----- Data to use -----

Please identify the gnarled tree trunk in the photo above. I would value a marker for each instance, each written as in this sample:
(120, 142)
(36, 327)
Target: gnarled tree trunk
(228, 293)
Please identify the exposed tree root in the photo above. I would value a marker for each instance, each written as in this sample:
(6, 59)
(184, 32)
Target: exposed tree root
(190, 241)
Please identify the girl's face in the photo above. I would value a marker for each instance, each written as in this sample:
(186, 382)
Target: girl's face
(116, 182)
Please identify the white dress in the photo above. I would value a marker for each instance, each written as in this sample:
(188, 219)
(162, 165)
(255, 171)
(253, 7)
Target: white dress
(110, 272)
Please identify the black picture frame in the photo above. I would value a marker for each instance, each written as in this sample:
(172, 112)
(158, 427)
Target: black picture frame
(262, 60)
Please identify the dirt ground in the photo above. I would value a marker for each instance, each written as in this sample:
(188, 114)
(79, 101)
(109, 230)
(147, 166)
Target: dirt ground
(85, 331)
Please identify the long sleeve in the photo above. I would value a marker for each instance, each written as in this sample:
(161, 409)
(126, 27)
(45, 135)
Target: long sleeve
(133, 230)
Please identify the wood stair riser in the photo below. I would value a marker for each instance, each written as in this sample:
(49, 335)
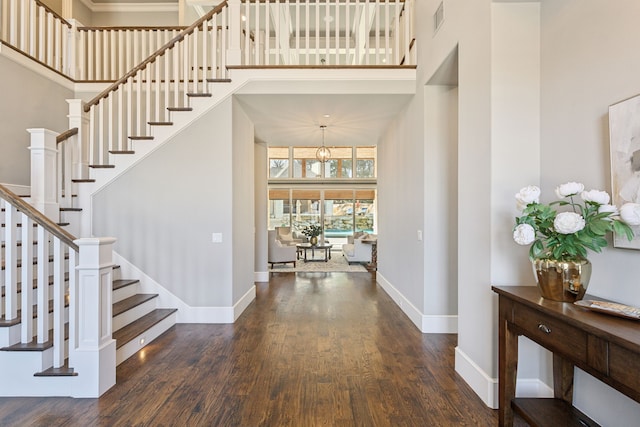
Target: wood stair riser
(126, 292)
(121, 320)
(136, 344)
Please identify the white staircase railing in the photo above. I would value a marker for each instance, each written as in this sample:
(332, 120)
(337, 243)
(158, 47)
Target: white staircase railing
(347, 33)
(260, 33)
(33, 28)
(28, 238)
(107, 53)
(145, 96)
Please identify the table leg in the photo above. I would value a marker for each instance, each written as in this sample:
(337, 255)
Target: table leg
(508, 365)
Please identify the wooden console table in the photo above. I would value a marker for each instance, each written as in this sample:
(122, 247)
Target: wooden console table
(606, 347)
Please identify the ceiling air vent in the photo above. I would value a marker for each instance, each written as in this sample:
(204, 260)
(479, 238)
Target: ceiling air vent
(438, 17)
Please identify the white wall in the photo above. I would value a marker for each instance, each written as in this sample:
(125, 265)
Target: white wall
(28, 100)
(589, 61)
(135, 19)
(261, 211)
(243, 207)
(164, 210)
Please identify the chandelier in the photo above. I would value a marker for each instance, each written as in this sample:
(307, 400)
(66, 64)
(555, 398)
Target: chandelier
(323, 153)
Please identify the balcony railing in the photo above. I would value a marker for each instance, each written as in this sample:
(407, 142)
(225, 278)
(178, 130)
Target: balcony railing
(261, 33)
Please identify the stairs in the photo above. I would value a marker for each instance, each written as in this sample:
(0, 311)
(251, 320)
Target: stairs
(27, 369)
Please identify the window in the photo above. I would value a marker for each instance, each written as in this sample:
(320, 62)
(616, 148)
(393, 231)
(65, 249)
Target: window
(365, 162)
(301, 162)
(279, 209)
(341, 163)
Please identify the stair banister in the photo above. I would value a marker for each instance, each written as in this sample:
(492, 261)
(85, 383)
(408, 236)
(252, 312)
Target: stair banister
(180, 37)
(16, 208)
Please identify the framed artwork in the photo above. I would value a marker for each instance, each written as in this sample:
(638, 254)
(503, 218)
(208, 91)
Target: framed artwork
(624, 140)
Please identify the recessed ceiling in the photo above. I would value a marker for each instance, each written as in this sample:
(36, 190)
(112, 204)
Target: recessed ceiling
(294, 120)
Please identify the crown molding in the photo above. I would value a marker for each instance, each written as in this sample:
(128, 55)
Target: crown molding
(130, 7)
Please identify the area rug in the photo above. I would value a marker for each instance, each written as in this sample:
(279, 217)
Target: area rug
(337, 263)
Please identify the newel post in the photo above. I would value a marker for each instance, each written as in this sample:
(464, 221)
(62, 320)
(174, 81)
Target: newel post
(92, 350)
(44, 174)
(234, 54)
(79, 119)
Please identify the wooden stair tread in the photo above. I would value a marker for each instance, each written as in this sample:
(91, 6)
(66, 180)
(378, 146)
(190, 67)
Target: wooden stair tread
(133, 329)
(122, 283)
(36, 346)
(133, 301)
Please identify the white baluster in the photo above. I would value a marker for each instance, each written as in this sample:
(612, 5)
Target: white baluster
(114, 55)
(214, 46)
(194, 59)
(276, 8)
(26, 318)
(100, 52)
(32, 28)
(41, 35)
(387, 25)
(347, 32)
(377, 32)
(23, 25)
(91, 56)
(109, 137)
(58, 303)
(11, 262)
(223, 44)
(396, 34)
(100, 140)
(43, 285)
(119, 144)
(146, 74)
(50, 36)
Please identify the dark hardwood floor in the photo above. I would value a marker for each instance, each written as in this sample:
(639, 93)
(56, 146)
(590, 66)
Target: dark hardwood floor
(314, 349)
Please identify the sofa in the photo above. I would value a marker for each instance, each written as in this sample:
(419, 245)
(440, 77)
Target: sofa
(359, 248)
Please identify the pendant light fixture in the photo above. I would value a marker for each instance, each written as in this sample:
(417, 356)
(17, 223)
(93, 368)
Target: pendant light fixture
(323, 153)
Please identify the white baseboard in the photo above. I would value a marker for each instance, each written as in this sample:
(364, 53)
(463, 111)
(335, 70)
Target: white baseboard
(427, 324)
(260, 276)
(186, 313)
(486, 387)
(482, 384)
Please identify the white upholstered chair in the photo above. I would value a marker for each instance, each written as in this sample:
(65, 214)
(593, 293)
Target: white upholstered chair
(279, 253)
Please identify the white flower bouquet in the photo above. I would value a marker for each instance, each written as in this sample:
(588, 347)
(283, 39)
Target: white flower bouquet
(567, 235)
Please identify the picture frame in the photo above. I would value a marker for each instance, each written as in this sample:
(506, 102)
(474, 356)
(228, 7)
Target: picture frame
(624, 143)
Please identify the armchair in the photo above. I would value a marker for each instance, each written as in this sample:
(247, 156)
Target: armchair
(288, 237)
(279, 253)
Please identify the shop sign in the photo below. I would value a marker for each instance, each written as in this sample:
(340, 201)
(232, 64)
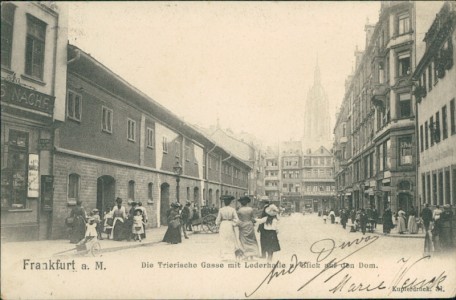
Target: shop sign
(44, 144)
(19, 95)
(33, 178)
(47, 186)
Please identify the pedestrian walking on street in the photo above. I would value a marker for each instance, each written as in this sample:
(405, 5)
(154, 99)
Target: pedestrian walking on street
(363, 219)
(79, 223)
(332, 215)
(401, 221)
(261, 229)
(446, 233)
(344, 218)
(387, 221)
(227, 218)
(138, 225)
(173, 233)
(436, 213)
(426, 215)
(247, 236)
(412, 226)
(269, 234)
(185, 217)
(144, 217)
(119, 214)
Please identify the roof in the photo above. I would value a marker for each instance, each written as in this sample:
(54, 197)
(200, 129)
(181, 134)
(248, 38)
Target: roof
(90, 68)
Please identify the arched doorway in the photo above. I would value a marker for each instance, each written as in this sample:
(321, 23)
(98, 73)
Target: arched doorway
(196, 195)
(106, 193)
(164, 202)
(405, 201)
(211, 200)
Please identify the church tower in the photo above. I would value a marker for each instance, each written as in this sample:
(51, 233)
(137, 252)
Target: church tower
(316, 116)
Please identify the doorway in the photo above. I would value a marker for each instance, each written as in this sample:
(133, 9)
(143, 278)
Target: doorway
(164, 203)
(106, 189)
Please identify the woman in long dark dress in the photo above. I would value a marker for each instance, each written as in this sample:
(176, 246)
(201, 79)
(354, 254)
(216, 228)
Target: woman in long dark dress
(173, 233)
(79, 223)
(118, 232)
(387, 221)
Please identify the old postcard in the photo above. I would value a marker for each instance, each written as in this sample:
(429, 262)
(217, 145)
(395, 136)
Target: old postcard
(228, 150)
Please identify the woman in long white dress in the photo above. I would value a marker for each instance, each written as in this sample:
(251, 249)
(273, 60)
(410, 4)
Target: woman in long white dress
(227, 218)
(401, 228)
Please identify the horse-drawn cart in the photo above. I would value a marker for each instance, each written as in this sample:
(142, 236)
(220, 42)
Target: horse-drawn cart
(205, 224)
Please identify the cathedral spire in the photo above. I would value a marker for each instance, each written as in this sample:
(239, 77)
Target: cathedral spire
(317, 73)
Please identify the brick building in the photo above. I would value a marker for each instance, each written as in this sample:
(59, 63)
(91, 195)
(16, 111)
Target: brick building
(375, 142)
(117, 142)
(33, 79)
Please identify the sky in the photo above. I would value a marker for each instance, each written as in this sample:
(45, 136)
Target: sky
(248, 64)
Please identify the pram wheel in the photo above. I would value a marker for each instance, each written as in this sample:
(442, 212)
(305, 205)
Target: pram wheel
(95, 249)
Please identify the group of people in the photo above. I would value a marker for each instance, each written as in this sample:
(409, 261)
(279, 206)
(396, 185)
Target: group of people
(237, 230)
(118, 224)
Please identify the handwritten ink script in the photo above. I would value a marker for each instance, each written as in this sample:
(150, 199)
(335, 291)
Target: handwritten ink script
(337, 274)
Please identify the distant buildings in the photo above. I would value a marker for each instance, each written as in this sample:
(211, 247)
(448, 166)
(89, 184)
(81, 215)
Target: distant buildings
(435, 95)
(375, 141)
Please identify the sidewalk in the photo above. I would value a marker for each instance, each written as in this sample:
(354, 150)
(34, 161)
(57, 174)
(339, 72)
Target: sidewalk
(49, 248)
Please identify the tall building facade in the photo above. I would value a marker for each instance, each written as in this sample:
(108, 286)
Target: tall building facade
(33, 81)
(435, 94)
(375, 141)
(316, 115)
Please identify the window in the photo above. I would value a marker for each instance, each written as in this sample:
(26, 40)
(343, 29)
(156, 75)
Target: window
(7, 33)
(74, 105)
(131, 134)
(165, 144)
(34, 48)
(187, 153)
(421, 138)
(403, 61)
(403, 23)
(444, 123)
(177, 148)
(437, 127)
(423, 188)
(150, 138)
(73, 188)
(150, 191)
(106, 120)
(426, 134)
(405, 107)
(14, 172)
(405, 149)
(131, 190)
(452, 117)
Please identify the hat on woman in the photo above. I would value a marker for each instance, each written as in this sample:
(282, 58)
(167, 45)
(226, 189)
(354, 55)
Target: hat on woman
(272, 210)
(244, 199)
(175, 204)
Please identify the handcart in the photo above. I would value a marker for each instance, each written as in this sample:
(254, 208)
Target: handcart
(205, 224)
(85, 246)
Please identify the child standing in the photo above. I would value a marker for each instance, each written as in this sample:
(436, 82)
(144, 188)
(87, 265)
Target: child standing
(138, 228)
(269, 234)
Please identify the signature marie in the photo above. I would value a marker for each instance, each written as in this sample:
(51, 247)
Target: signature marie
(340, 279)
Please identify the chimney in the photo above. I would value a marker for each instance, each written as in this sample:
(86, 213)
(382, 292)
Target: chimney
(369, 29)
(359, 56)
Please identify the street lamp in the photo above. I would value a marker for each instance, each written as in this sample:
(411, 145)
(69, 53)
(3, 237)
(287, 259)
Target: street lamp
(178, 171)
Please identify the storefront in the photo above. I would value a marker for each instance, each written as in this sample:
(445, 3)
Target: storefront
(26, 157)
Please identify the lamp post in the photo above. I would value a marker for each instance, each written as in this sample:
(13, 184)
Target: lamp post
(178, 171)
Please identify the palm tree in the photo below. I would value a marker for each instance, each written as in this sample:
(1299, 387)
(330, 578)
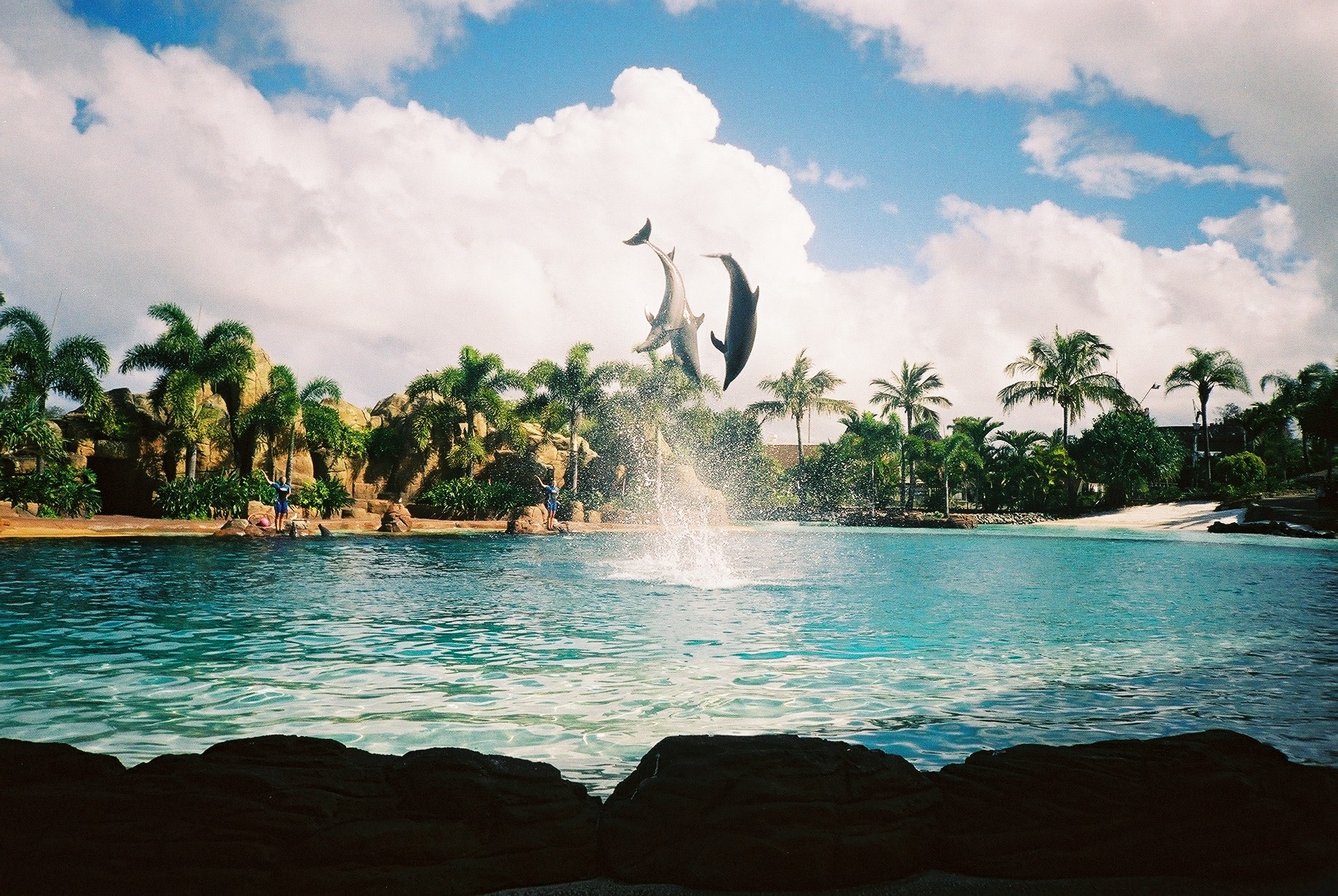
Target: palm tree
(576, 388)
(911, 392)
(1068, 372)
(1296, 398)
(980, 432)
(957, 455)
(473, 388)
(1206, 371)
(22, 424)
(188, 361)
(74, 368)
(874, 440)
(284, 406)
(799, 395)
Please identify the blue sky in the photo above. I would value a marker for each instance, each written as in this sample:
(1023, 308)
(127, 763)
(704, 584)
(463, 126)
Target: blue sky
(920, 181)
(783, 81)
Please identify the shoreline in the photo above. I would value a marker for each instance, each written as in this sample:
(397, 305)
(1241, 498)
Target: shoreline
(1178, 516)
(119, 526)
(1186, 516)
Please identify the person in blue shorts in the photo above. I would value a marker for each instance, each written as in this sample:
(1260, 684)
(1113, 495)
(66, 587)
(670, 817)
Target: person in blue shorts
(550, 499)
(281, 491)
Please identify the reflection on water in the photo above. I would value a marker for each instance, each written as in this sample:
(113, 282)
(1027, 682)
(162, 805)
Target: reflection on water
(584, 652)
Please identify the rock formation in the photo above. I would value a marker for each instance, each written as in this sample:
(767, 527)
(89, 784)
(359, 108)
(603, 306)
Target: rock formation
(769, 812)
(288, 813)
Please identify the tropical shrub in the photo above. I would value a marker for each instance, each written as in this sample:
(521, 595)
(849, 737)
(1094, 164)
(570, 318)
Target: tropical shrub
(183, 499)
(326, 497)
(215, 495)
(385, 443)
(1243, 473)
(457, 497)
(59, 489)
(1127, 452)
(328, 433)
(229, 494)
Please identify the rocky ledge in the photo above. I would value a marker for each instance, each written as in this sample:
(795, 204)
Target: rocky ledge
(769, 812)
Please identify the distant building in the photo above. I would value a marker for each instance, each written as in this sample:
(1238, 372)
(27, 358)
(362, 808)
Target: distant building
(785, 455)
(1223, 438)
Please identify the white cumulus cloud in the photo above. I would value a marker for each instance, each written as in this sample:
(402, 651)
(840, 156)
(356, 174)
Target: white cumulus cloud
(1261, 74)
(1062, 150)
(371, 242)
(1270, 228)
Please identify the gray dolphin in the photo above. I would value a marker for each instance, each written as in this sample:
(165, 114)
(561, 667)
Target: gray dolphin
(742, 325)
(684, 341)
(672, 307)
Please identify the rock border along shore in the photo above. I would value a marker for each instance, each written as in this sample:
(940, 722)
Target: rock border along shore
(284, 813)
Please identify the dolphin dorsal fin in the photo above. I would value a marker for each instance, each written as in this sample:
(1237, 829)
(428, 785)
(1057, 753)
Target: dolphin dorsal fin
(641, 236)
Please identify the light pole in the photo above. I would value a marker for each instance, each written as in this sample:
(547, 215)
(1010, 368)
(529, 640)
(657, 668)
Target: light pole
(1151, 388)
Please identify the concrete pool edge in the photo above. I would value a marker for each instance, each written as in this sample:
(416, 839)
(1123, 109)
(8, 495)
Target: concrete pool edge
(726, 813)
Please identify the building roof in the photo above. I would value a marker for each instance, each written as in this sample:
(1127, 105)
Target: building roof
(785, 455)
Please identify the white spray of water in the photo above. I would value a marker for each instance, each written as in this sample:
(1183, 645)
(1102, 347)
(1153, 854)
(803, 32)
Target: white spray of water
(686, 550)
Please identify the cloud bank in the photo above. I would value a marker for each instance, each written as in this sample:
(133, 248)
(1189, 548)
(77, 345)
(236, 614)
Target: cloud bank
(1261, 74)
(371, 244)
(1060, 150)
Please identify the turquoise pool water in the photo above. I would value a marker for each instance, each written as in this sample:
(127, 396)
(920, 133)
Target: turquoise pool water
(585, 650)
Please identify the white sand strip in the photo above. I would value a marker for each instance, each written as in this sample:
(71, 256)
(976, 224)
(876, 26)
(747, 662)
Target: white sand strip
(1183, 515)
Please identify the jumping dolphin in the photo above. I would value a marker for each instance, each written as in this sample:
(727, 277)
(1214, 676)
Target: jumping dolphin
(670, 316)
(742, 325)
(684, 341)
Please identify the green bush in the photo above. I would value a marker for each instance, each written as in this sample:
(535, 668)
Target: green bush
(326, 497)
(60, 491)
(229, 494)
(183, 499)
(385, 443)
(458, 497)
(213, 495)
(470, 499)
(1243, 473)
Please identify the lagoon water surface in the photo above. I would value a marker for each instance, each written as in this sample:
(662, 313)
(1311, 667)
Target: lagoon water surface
(586, 650)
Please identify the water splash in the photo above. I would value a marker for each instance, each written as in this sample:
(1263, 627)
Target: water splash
(686, 548)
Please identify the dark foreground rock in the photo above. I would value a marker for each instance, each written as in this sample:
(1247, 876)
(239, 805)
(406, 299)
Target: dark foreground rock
(288, 815)
(798, 813)
(279, 815)
(1212, 804)
(769, 812)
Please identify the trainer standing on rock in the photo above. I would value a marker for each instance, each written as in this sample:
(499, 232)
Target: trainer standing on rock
(281, 491)
(550, 499)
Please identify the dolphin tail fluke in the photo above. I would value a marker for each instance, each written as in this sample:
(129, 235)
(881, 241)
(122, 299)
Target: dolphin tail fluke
(641, 236)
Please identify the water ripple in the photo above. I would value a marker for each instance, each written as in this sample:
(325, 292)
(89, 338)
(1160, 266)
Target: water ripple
(585, 652)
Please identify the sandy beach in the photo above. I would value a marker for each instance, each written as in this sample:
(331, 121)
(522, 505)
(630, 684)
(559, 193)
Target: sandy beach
(1182, 515)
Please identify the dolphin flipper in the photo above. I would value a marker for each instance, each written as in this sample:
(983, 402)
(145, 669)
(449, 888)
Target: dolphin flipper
(641, 236)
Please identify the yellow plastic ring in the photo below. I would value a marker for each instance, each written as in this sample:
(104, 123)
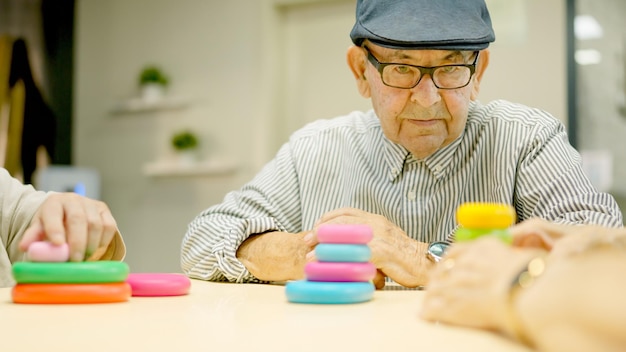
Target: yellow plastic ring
(478, 215)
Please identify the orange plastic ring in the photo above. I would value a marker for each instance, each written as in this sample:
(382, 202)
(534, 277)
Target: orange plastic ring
(485, 215)
(71, 293)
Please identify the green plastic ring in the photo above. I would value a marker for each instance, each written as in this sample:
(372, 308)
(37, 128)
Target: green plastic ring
(70, 272)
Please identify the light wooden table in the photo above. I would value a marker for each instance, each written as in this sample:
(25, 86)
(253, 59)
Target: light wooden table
(236, 317)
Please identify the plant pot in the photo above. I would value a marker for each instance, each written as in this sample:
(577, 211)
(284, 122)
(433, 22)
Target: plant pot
(187, 157)
(152, 92)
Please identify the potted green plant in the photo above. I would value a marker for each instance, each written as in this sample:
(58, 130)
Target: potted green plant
(152, 82)
(185, 143)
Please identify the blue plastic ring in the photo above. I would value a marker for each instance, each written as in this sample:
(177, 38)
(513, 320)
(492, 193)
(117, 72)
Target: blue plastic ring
(318, 292)
(327, 252)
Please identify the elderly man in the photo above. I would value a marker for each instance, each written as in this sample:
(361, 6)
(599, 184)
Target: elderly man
(404, 167)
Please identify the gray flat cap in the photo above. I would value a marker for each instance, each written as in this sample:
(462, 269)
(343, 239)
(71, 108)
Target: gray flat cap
(424, 24)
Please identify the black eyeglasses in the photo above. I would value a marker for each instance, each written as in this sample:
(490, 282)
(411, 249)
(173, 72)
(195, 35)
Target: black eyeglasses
(408, 76)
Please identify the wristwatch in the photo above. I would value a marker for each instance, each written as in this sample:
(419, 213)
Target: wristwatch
(436, 250)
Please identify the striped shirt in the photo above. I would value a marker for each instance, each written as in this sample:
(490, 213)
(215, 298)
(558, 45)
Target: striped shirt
(508, 153)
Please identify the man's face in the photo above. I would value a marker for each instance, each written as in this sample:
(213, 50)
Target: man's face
(424, 118)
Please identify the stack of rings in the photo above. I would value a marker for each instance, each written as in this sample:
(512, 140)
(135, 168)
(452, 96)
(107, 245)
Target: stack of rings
(48, 278)
(342, 273)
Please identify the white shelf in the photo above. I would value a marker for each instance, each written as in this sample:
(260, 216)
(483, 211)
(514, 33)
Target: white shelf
(200, 168)
(136, 105)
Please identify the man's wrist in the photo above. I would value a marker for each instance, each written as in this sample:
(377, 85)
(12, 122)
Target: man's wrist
(522, 281)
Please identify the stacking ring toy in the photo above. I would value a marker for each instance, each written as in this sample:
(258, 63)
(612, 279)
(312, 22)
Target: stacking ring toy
(464, 234)
(485, 215)
(70, 272)
(44, 251)
(339, 272)
(328, 292)
(156, 284)
(335, 252)
(344, 233)
(71, 293)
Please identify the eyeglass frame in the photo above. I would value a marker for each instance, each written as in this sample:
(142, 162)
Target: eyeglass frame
(429, 70)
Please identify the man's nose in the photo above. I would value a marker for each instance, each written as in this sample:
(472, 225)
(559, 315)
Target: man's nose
(425, 92)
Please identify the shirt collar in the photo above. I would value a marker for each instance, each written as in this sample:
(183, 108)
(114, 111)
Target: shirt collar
(396, 156)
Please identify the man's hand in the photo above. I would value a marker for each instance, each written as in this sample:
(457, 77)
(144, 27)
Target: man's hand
(393, 253)
(86, 225)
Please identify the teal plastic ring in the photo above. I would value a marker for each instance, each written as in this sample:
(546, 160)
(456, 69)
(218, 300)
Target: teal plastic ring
(331, 252)
(70, 272)
(311, 292)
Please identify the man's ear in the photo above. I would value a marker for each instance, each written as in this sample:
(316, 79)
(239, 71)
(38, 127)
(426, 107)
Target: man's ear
(357, 64)
(481, 67)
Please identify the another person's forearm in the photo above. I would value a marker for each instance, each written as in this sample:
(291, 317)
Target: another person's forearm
(577, 304)
(274, 256)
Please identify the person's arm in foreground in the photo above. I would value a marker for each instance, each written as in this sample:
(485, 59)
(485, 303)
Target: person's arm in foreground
(29, 215)
(86, 225)
(575, 305)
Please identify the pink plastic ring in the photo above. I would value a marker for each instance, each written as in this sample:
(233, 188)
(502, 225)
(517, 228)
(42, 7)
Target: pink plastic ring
(44, 251)
(339, 271)
(158, 284)
(344, 233)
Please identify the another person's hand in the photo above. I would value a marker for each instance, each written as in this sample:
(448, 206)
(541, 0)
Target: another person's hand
(561, 239)
(470, 287)
(392, 250)
(86, 225)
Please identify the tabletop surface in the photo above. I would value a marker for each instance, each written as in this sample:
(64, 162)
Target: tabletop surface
(236, 317)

-----

Exercise description: What lines in the data hold the word "below"? Return them.

Completed exercise:
Please identify the wood stair riser in the photo below. I would value a marker for each instance, each written as in this sample:
Please identify the shop sign in the photo below. I would value a marker for each instance, each written as in this sample:
Please identify the palm tree in the photo below. I would value a marker for each instance, each written as in this sample:
Please identify the yellow plastic ring in the photo below. I would value a marker for each instance, each written as in this sample:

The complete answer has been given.